» Source data
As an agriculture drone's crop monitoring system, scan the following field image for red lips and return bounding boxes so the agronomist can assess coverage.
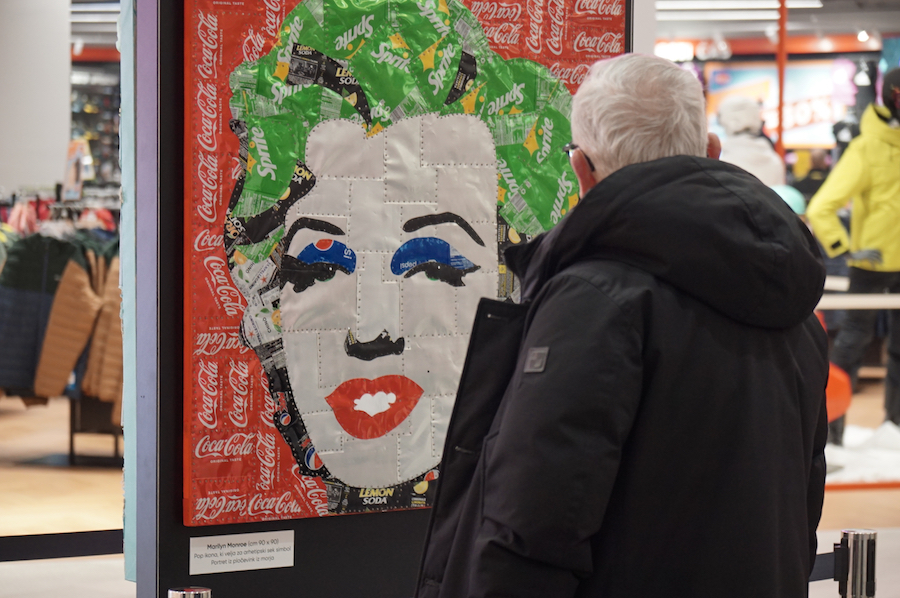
[325,375,424,440]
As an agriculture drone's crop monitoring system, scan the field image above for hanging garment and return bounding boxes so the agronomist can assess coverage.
[81,249,123,425]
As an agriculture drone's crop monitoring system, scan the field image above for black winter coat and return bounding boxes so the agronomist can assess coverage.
[417,156,829,598]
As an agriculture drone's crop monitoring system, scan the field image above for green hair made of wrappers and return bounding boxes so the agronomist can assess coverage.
[225,0,577,260]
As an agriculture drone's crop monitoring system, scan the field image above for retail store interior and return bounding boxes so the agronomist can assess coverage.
[1,0,900,596]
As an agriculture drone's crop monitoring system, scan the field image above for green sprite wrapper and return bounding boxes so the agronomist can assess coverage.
[254,4,327,103]
[323,0,387,61]
[234,227,285,264]
[349,21,429,131]
[244,114,299,200]
[496,145,543,237]
[476,57,557,120]
[514,86,575,229]
[286,44,372,124]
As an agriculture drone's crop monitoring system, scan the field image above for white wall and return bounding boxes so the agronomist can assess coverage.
[632,0,657,55]
[0,1,70,194]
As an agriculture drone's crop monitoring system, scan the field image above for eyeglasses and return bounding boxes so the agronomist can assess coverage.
[562,142,595,172]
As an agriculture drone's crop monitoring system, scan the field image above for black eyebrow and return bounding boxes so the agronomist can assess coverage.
[283,217,345,250]
[402,212,485,247]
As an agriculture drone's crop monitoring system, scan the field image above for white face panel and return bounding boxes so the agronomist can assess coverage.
[281,114,497,488]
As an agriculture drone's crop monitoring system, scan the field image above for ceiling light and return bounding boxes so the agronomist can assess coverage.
[656,0,821,9]
[657,10,779,20]
[857,30,869,42]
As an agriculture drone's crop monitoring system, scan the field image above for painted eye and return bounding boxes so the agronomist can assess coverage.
[282,239,356,293]
[391,238,480,287]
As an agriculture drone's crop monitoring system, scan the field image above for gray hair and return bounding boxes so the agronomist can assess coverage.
[571,53,708,181]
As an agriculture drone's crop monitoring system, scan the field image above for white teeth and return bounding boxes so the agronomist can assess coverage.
[353,392,397,417]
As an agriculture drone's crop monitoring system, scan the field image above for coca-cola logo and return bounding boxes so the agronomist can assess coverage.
[194,494,246,520]
[193,491,308,520]
[256,433,277,490]
[260,391,277,428]
[195,432,256,459]
[196,83,219,154]
[197,12,219,80]
[483,22,522,46]
[547,0,566,56]
[525,0,543,54]
[197,360,219,429]
[574,0,624,16]
[242,26,265,62]
[194,331,248,356]
[262,0,283,39]
[292,468,329,516]
[247,491,307,517]
[228,360,251,428]
[574,31,624,55]
[193,228,223,253]
[550,62,592,86]
[470,1,521,21]
[203,256,245,316]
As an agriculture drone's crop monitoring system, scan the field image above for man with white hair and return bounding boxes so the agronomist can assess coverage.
[417,54,828,598]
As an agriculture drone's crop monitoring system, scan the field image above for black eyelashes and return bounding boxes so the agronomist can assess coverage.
[281,254,351,293]
[403,262,481,287]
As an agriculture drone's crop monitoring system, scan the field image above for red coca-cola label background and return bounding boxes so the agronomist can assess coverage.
[184,0,627,526]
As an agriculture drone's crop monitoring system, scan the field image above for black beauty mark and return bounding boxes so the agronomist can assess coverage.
[404,262,480,287]
[281,254,351,293]
[344,330,405,361]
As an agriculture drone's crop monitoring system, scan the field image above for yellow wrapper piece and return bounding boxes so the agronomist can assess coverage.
[460,82,486,114]
[523,123,540,155]
[413,480,429,494]
[419,37,442,71]
[233,250,248,265]
[497,186,507,204]
[367,122,386,137]
[246,153,258,174]
[274,61,290,81]
[389,33,409,50]
[568,194,579,210]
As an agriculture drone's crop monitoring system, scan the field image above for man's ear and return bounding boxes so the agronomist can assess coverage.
[707,132,722,160]
[571,149,599,198]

» About this task
Since the pictures are not wanted, transcribe only the rest of the material above, exactly as it stands.

» Result
As an agriculture drone's crop monitoring system, scan the following field image for red lips and return bounding boxes so the agronomist can assess coverage.
[325,375,424,440]
As an agriculture drone's crop monitoring system, scan the field image above for hanging garment and return bounding boxes so the agronomist can assess coverage.
[81,249,123,425]
As an agriculture drone's crop monitoring system, scan the field image above for black winter coat and return bounding boxes so the agronomist can assess coverage.
[417,156,829,598]
As an agriculture drone's crop monitoring system, scan the field image above for green hair made of wrappers and return bounding boxes so the agronomist can assess coverage.
[225,0,577,260]
As an agriculture drone's crop monitoring system, scan the field image above for retail store interior and return bounding boxes so the agronomist can assess coverage.
[1,0,900,596]
As an agriculture drone's crop monitoring system, scan the field image above for green sprite wrapper and return bounding boxes so the agronomist can assess coverage.
[254,4,327,103]
[323,0,387,61]
[234,227,285,264]
[349,21,429,131]
[244,114,299,200]
[496,145,543,237]
[476,57,557,120]
[514,86,575,229]
[286,44,372,124]
As an agriculture drone's crop monitoring system, scan the field image above for white wall and return bounding boxes so the agronomist can assess coverage.
[632,0,657,55]
[0,1,70,194]
As an agriculture drone's crop monitoring system, scan the field image above for eyeglasses and return bounding boxes so the agronomist can assess coverage.
[562,142,595,172]
As an agriculture drone's crop monitoring system, scan the field image above for black eyebrow and return bounding boxes so the agronomist can assess coverage.
[283,217,345,250]
[402,212,485,247]
As an agriculture drone's crop monitoring system, scan the field image above for white face panel and return bounding boxes so the agronomist can assess coverage.
[281,114,497,488]
As an agriculture drone's crop monitoring system, scan the field image above for ceiling light and return bounding boxes so the agronomist can assess coverage.
[656,0,821,9]
[657,10,779,20]
[857,30,869,42]
As an agriculture drone's crop monitoring system, scan the field image above for painted eye and return bounding boxes so the agronomist can assess coverage.
[282,239,356,293]
[391,238,480,287]
As an agriculture drone's crop monitoring system, scan the field image above for gray hair and return bounding boxes so the agronomist can assess coverage.
[571,53,708,181]
As an agriculture drone's crop monitoring system, scan the field image above for white teeth and return bounding boxes so the agronomist can assess coverage.
[353,392,397,417]
As an agriculture drone's crop monitoring system, scan the field image above for coca-cola logo and return bounding boxes so the agronomist can assess coverage.
[194,494,246,520]
[193,491,308,520]
[256,433,277,490]
[260,391,277,428]
[195,432,256,459]
[196,83,219,154]
[197,12,219,80]
[483,22,522,46]
[547,0,566,56]
[525,0,543,54]
[197,360,219,429]
[574,0,624,16]
[242,26,265,62]
[194,331,248,356]
[262,0,283,39]
[292,468,329,516]
[247,491,307,517]
[228,360,251,428]
[574,31,624,55]
[193,228,223,253]
[550,62,592,86]
[470,1,521,21]
[203,256,245,316]
As an agriculture drone's crop monitoring system, scan the field image above for man with white hair and return bounding boxes so the agronomist can assess coverage.
[417,54,828,598]
As an agriculture drone's crop monitoring system, scan the field image above for black eyelashes and return bounding boxes so the agronomist can assess coverage.
[281,254,351,293]
[403,262,481,287]
As an agriculture drone's crop monitoring system, scan the field image above for red coca-cola label background and return bounding boxes so the agronomist can assess coverage.
[184,0,627,526]
As an agriculture drone's crop monitoring system, scan the field image above for black beauty mark and return bounding boxes so the agronomist can assess coverage.
[404,262,480,287]
[281,254,351,293]
[344,330,405,361]
As an agriculture drone's crop monitoring system, scan the field image above for yellow wrapper piece and return bounding boxes so the agronomist can assess coverage.
[460,82,486,114]
[523,123,540,155]
[413,480,429,494]
[419,37,442,71]
[233,250,248,265]
[497,186,507,204]
[367,122,386,137]
[246,153,258,174]
[274,61,290,81]
[389,33,409,50]
[568,194,579,210]
As an agriculture drone's crop monitoring system, scan the field image above for man's ear and return bounding boxes so the agronomist can assess coverage.
[707,132,722,160]
[571,149,599,198]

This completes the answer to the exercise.